# [EXCERPTED DATA]
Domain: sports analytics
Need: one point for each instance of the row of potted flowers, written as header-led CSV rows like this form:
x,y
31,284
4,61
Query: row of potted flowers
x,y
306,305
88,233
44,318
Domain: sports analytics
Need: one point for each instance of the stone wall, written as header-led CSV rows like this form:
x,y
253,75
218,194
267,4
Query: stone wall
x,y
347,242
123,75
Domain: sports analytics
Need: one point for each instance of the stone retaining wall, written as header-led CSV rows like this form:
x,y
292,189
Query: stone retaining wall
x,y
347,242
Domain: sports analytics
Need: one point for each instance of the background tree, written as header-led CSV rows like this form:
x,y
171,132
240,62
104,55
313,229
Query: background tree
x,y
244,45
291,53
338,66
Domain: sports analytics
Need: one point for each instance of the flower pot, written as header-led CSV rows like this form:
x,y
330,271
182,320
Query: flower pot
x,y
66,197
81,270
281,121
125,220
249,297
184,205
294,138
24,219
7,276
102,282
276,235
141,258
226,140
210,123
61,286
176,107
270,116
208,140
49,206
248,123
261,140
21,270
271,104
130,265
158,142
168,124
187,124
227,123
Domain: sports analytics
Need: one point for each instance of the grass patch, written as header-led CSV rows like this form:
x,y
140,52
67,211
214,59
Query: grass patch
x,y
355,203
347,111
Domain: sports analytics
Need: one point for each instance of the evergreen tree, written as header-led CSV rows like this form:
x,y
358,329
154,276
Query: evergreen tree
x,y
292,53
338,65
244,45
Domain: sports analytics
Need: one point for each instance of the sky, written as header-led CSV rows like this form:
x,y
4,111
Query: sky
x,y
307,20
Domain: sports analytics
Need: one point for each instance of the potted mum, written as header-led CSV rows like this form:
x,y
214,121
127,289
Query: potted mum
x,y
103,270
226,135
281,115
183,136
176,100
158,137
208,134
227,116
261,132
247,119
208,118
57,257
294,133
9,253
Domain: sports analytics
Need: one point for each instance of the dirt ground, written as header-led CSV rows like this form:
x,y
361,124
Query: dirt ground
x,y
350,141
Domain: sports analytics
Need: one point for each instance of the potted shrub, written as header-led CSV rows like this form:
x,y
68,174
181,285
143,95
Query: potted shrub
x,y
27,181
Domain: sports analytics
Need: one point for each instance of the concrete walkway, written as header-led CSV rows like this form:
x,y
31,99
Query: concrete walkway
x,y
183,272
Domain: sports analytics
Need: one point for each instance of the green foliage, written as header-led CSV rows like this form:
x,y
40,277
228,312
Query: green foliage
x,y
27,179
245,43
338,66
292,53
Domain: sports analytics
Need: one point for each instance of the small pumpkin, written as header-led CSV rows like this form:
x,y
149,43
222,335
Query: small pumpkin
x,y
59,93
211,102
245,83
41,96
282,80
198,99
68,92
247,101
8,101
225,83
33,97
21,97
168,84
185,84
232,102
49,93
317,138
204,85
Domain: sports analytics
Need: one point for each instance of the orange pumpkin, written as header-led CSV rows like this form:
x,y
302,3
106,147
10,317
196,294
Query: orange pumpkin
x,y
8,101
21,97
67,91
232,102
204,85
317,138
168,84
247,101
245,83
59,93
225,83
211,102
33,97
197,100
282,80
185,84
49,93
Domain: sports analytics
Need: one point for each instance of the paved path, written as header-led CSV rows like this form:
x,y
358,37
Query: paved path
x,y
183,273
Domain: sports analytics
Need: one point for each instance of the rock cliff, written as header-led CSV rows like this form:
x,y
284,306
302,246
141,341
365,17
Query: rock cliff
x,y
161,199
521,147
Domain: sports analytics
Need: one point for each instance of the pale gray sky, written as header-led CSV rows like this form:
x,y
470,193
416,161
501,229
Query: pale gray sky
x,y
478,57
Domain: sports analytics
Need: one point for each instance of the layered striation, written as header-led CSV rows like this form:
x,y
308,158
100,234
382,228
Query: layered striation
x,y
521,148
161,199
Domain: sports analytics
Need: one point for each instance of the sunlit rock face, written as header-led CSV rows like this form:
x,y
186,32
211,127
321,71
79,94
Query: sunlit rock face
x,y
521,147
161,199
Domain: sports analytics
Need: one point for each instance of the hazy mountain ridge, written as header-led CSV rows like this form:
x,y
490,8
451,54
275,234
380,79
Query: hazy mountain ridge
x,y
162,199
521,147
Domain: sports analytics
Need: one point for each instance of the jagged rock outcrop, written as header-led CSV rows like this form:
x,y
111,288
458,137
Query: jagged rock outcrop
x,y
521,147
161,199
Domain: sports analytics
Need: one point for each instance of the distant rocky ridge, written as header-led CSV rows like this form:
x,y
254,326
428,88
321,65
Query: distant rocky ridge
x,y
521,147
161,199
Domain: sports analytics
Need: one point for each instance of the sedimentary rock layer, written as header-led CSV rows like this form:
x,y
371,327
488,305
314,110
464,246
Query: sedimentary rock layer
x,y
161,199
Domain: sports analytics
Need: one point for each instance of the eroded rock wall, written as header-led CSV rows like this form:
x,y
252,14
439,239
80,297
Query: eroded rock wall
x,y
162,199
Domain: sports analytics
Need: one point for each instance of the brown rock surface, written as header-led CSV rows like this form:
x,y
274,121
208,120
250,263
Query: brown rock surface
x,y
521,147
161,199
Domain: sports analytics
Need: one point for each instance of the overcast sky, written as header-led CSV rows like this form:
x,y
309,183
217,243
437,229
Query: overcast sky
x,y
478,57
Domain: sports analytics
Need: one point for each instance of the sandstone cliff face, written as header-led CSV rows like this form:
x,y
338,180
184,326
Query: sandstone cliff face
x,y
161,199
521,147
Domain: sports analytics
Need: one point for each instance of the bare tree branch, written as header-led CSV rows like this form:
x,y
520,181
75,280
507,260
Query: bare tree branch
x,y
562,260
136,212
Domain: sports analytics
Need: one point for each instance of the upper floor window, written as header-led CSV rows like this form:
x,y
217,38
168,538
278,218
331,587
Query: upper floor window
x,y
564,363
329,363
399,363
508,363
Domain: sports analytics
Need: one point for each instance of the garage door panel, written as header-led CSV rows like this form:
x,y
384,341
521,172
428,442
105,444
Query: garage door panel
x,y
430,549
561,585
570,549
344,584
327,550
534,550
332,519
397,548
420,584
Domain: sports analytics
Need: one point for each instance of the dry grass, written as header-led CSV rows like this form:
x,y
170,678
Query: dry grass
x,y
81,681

# [ACTION ITEM]
All of the data above needs to be written out exactly.

# [RESULT BELOW]
Domain: sports analytics
Need: one point for each instance of the row of potted flowers, written as header-led CSV rows like this form:
x,y
31,284
4,61
Query: row of potted flowers
x,y
306,305
88,233
44,318
Domain: sports analytics
Need: one point for each instance of the stone wall, written as header-led CSV rows like this form:
x,y
253,75
218,194
267,4
Query: stone wall
x,y
347,242
123,75
Domain: sports analytics
Need: one point for each instance of the stone retaining wall, written as header-led CSV rows like this form:
x,y
292,189
Query: stone retaining wall
x,y
347,242
Domain: sports analytics
Need: one point for each instance of the background tree, written as header-led CSV rows like this form:
x,y
171,132
240,62
104,55
313,229
Query: background tree
x,y
244,45
291,53
338,66
Domain: sports analytics
Need: one point for each instance of the flower pot, written as header-led CSV rows like this form:
x,y
330,271
182,320
Query: flower pot
x,y
66,197
81,270
281,121
125,220
249,297
184,205
294,138
24,219
7,276
102,282
276,235
141,258
226,140
210,123
61,286
176,107
270,116
208,140
49,206
248,123
261,140
21,270
271,104
130,265
158,142
168,124
187,124
227,123
Domain: sports analytics
Need: one point for each instance of the grass patch, written as header-led CSV rows like this form:
x,y
140,52
67,211
214,59
Query: grass patch
x,y
355,203
347,111
Domain: sports analytics
Need: one point for each instance of the evergreen tree, written as header-led CSV rows like this form:
x,y
358,329
154,276
Query: evergreen tree
x,y
292,53
338,65
244,45
Domain: sports analytics
Need: one point for each instance of the sky, written as header-led CSV rows like this form:
x,y
4,111
Query: sky
x,y
307,20
Domain: sports analytics
Need: one point for each instance of the potted mum, written as header-led CSV rows like this form:
x,y
214,121
127,289
Query: potted mum
x,y
103,270
226,135
281,115
183,136
176,100
158,137
208,134
227,116
261,132
247,119
208,118
57,257
294,133
9,253
Domain: sports analytics
Need: one point for each instance of the dirt ground, written as header-led CSV rows like this form:
x,y
361,124
Query: dirt ground
x,y
350,141
Domain: sports analytics
Need: one point for each instance of the potted shrub, written as header-led CSV rows like this form:
x,y
68,174
181,285
143,95
Query: potted shrub
x,y
27,181
Domain: sports analytics
Need: one point for each instance of the concrete walkway, written as header-led CSV rows like this form:
x,y
31,99
Query: concrete walkway
x,y
183,272
Domain: sports analytics
Need: one point for each instance of the green foliage, written as header-led CSV rows like this form:
x,y
40,277
228,312
Query: green foliage
x,y
27,179
245,43
338,66
292,53
Domain: sports analytics
Need: one point for each instance of the small pumpkin, written as header-led CSV rows like this form:
x,y
149,43
222,335
Query: small pumpkin
x,y
59,93
211,102
245,83
41,96
282,80
198,99
68,92
247,101
8,101
225,83
33,97
21,97
168,84
185,84
232,102
49,93
317,138
204,85
Domain: sports analytics
Need: one point for each instance of the orange pumpkin, written as header-led CSV rows like this form:
x,y
302,3
106,147
10,317
196,294
Query: orange pumpkin
x,y
8,101
21,97
67,91
232,102
204,85
317,138
168,84
247,101
245,83
59,93
225,83
211,102
33,97
197,100
282,80
185,84
49,93
Domain: sports analytics
Need: one point for each instance of the paved path, written as header-led CSV rows like this form:
x,y
358,37
Query: paved path
x,y
183,273
Domain: sports analytics
Need: one point for each instance of the rock cliff, written as header-led CSV rows like this form:
x,y
284,306
302,246
141,341
365,17
Query: rock cliff
x,y
161,199
521,147
Domain: sports analytics
Need: one point for each instance of the pale gray sky, written as header-led CSV rows like this form:
x,y
470,193
416,161
501,229
Query: pale gray sky
x,y
478,57
Domain: sports analytics
Need: one point for each instance of the layered striation, written as header-led CSV rows like this form:
x,y
308,158
100,234
382,228
Query: layered striation
x,y
521,148
161,199
Domain: sports analytics
Need: one point for each instance of the sunlit rock face, written as header-led CSV rows like this form:
x,y
186,32
211,127
321,71
79,94
Query: sunlit rock face
x,y
521,147
161,199
Domain: sports analytics
Need: one point for each instance of the hazy mountain ridge, written as header-led CSV rows like this form:
x,y
490,8
451,54
275,234
380,79
Query: hazy mountain ridge
x,y
162,199
521,147
Domain: sports analytics
Need: one point for each instance of the jagged rock outcrop, written as header-led CSV rows like this form:
x,y
111,288
458,137
Query: jagged rock outcrop
x,y
521,147
161,199
Domain: sports analytics
Need: one point for each instance of the distant rocky ridge, written as header-led CSV rows like this form:
x,y
254,326
428,88
321,65
Query: distant rocky ridge
x,y
521,147
161,199
Domain: sports analytics
Need: one point for each instance of the sedimentary rock layer, written as header-led CSV rows like this form:
x,y
371,327
488,305
314,110
464,246
Query: sedimentary rock layer
x,y
161,199
Domain: sports analytics
Need: one point for each instance of the eroded rock wall, written as header-led CSV rows like this form:
x,y
252,14
439,239
80,297
Query: eroded rock wall
x,y
162,199
Domain: sports analytics
Need: one point for each instance of the brown rock surface, written as header-led CSV rows like this form:
x,y
274,121
208,120
250,263
Query: brown rock surface
x,y
521,147
161,199
Domain: sports analytics
Need: one point for each instance of the overcast sky, written as header-led CSV rows like this form:
x,y
309,183
217,243
437,229
Query: overcast sky
x,y
478,57
Domain: sports analytics
Need: one point for each instance of the sandstone cliff face, written as header-led CSV rows like this form:
x,y
338,180
184,326
Query: sandstone cliff face
x,y
161,199
521,147
Domain: sports analytics
Need: one point for each instance of the bare tree branch, written as header-led CSV rows like this form:
x,y
520,181
75,280
507,260
Query: bare tree branch
x,y
562,260
136,212
Domain: sports analytics
Need: one point for each instance of the upper floor window, written as header-led CSV rows like this form:
x,y
217,38
168,538
278,218
331,587
Query: upper floor window
x,y
564,363
329,363
399,363
508,363
Domain: sports analytics
Need: one point for each instance of the garage door panel, written as header-led CSV rows like this form:
x,y
384,341
521,172
428,442
105,444
Query: garage door panel
x,y
430,549
561,585
570,549
344,584
327,550
534,550
332,519
397,548
420,584
Domain: sports analytics
Need: one point for each instance of the dry grass, written as header-led CSV rows like this form:
x,y
170,678
Query: dry grass
x,y
81,681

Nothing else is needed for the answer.